▶ _Directions for this task_
Filter the rows below, keeping every line that contains the string "form" with its case matched.

▶ _Excerpted data_
■ ■ ■
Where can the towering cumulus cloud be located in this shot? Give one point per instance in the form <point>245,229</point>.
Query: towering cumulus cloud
■ ■ ■
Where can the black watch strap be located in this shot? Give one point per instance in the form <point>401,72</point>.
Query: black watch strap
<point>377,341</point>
■ ■ ■
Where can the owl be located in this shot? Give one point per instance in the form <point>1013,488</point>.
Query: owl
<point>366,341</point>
■ ■ ■
▶ _Answer to the problem_
Where can the towering cumulus cloud be located in this shot? Give one point per instance in the form <point>245,229</point>.
Where can the black watch strap be located in this shot? Give one point per instance in the form <point>401,72</point>.
Where can the owl be located in this shot? Give one point per instance in the form <point>1013,488</point>.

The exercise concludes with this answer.